## begin
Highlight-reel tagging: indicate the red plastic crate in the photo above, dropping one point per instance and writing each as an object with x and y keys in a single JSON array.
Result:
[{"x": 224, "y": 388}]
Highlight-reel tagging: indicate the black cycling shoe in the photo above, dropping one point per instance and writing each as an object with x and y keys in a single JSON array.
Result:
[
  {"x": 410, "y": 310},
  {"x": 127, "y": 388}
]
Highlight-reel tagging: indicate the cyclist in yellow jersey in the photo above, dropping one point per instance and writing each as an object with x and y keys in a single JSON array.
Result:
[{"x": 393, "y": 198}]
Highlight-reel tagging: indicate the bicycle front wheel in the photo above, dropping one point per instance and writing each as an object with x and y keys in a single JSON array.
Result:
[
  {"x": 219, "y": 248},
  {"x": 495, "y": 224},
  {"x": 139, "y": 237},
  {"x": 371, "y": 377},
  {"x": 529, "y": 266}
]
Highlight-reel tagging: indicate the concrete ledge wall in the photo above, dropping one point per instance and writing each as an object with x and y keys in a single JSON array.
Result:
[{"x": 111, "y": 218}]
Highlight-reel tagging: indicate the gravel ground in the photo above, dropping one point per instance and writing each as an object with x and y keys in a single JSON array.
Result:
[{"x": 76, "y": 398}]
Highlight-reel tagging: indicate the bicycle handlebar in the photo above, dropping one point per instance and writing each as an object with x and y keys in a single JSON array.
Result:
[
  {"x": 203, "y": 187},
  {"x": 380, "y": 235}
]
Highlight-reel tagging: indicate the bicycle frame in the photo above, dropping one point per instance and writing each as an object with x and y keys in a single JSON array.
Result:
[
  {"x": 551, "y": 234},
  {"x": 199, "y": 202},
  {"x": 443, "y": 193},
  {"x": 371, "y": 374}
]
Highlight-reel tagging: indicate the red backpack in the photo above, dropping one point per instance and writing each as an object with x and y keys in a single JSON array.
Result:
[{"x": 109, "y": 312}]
## end
→ **WRITTEN PROBLEM**
Copy the entries again from the line containing "Highlight-reel tagging: indicate the bicycle front" through the end of the entries, keeping their wording, and shift every x and y coordinate in the answers up by 112.

→ **ANSWER BELOW**
Highlight-reel tagging: indicate the bicycle front wheel in the photo above, dropping one point per instance and writing each as an object with x and y keys in a single JSON array.
Result:
[
  {"x": 331, "y": 360},
  {"x": 607, "y": 336},
  {"x": 251, "y": 349},
  {"x": 483, "y": 489},
  {"x": 641, "y": 378}
]
Highlight-reel tagging: indicate the concrete ledge wall in the photo above, dropping one point per instance and writing each as an object with x and y keys in a single JSON array.
Result:
[{"x": 223, "y": 330}]
Highlight-reel tagging: indicate the gravel ground in the photo above, dropping one point per instance and writing each as an object with x and y keys in a single JSON array.
Result:
[{"x": 188, "y": 510}]
Highlight-reel tagging: indicate the bicycle handlebar in the photo above, dropping one point per instance and writing each as an object with x and y keys in a single JSON array.
Result:
[
  {"x": 315, "y": 299},
  {"x": 492, "y": 347}
]
Highlight-reel tagging: indicate the bicycle frame in the photo above, dropping one point per instance and writing each as an object with x and y keys in a single JSON array.
Result:
[
  {"x": 663, "y": 346},
  {"x": 311, "y": 314},
  {"x": 555, "y": 305},
  {"x": 483, "y": 486}
]
Highlight-reel tagging: indicate the red backpack in the photo above, dropping one point per instance and writing each as an object with x and y keys in a single JSON array.
Result:
[{"x": 221, "y": 424}]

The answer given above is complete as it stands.